GOAL OF THE EXERCISE: What is needed is an exact copy of every line from the one with "can you box the gown sleeve for me real quick" to the end of the entries below, without the pictures.

GIVEN ENTRIES:
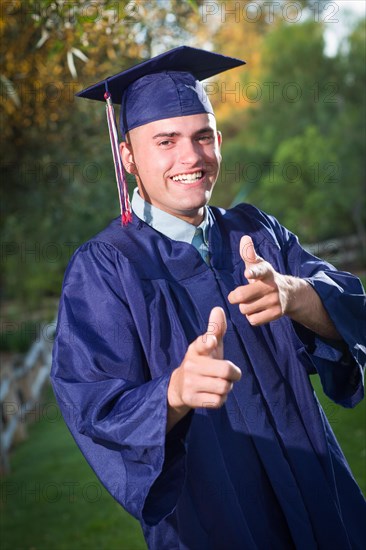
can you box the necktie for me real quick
[192,227,210,265]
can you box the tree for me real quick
[257,126,342,241]
[212,15,365,247]
[1,0,205,304]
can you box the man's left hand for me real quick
[228,235,341,340]
[228,235,292,326]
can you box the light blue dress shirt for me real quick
[131,187,211,264]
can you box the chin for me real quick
[173,188,212,213]
[182,199,208,212]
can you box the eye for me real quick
[158,139,173,147]
[197,135,214,143]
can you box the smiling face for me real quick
[120,113,222,225]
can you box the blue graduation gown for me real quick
[51,203,366,549]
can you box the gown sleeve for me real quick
[50,241,190,525]
[272,220,365,408]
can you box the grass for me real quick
[311,375,366,495]
[0,387,147,550]
[1,381,365,550]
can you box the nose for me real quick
[178,138,201,165]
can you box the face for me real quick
[120,113,222,225]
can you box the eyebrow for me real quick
[152,132,180,139]
[152,127,215,140]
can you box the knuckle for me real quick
[202,398,219,409]
[234,288,244,300]
[182,388,193,406]
[218,380,230,395]
[218,395,228,407]
[198,333,208,346]
[273,307,282,320]
[224,361,234,379]
[186,373,198,391]
[187,345,195,358]
[247,315,259,326]
[223,381,234,394]
[184,359,195,372]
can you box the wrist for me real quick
[282,276,310,319]
[167,370,191,432]
[167,369,191,414]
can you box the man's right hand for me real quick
[166,307,242,432]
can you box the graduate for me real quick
[51,46,366,549]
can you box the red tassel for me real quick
[122,210,133,226]
[104,89,132,226]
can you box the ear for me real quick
[216,130,222,149]
[120,142,137,175]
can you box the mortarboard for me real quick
[77,46,245,225]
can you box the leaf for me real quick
[35,29,49,49]
[186,0,199,11]
[67,50,77,79]
[71,48,89,63]
[0,75,21,107]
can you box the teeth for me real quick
[172,171,203,182]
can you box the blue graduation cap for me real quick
[77,46,245,225]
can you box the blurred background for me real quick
[1,1,365,548]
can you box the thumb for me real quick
[240,235,259,267]
[240,235,262,282]
[206,307,227,359]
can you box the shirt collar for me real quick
[131,187,210,245]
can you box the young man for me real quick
[51,47,366,549]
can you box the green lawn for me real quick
[0,387,146,550]
[311,376,366,495]
[1,381,365,549]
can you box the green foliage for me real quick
[257,126,348,241]
[2,4,365,305]
[1,0,204,305]
[0,320,40,352]
[214,17,365,244]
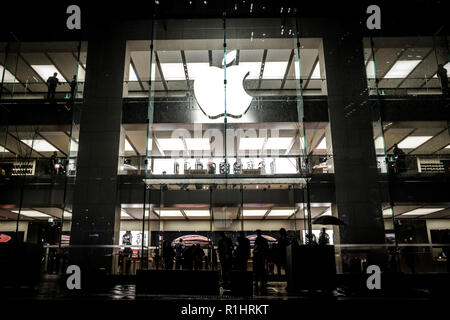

RESULT FOR THIS TASK:
can you box the gown sleeve for me real quick
[50,241,190,525]
[272,220,365,408]
can you box the grass for me real quick
[311,375,366,495]
[0,387,147,550]
[1,381,365,550]
can you box the nose for me real quick
[178,138,201,165]
can you box the face for me real quick
[120,113,222,225]
can you box the eyebrow for me real quick
[152,132,180,139]
[152,127,215,140]
can you box the knuckle for me real quick
[202,398,219,409]
[234,288,244,300]
[182,388,193,406]
[218,380,230,395]
[218,395,228,407]
[198,333,208,346]
[273,307,282,320]
[224,361,234,379]
[186,373,198,391]
[187,345,195,358]
[247,315,259,326]
[223,381,234,394]
[184,359,195,372]
can you box the wrist for me real quick
[282,276,310,319]
[167,370,191,432]
[167,369,191,414]
can you box the man's right hand for me real quick
[166,307,242,432]
can you box the graduate for me real quick
[51,46,366,549]
can you box the red tassel for me real quick
[122,210,133,226]
[104,89,132,226]
can you box the ear for me real quick
[216,130,222,149]
[120,142,137,175]
can you box the mortarboard for me real quick
[77,46,245,225]
can you box the leaf for me real quick
[35,29,49,49]
[186,0,199,11]
[67,50,77,79]
[71,48,89,63]
[0,75,21,107]
can you box the teeth for me real quick
[172,171,203,182]
can you box the blue graduation cap for me real quick
[77,46,245,225]
can you box the blurred background for me real quick
[1,1,365,548]
can you box the thumb for me real quick
[240,235,259,267]
[240,235,262,282]
[206,307,227,359]
can you box the shirt collar for me real quick
[131,187,210,245]
can you box the young man for me real quick
[51,47,366,549]
can you box the green lawn for me real quick
[0,387,146,550]
[311,376,366,495]
[1,381,365,549]
can you box the green foliage for me real quick
[257,126,348,241]
[2,4,365,305]
[1,0,204,305]
[0,320,40,352]
[214,17,365,244]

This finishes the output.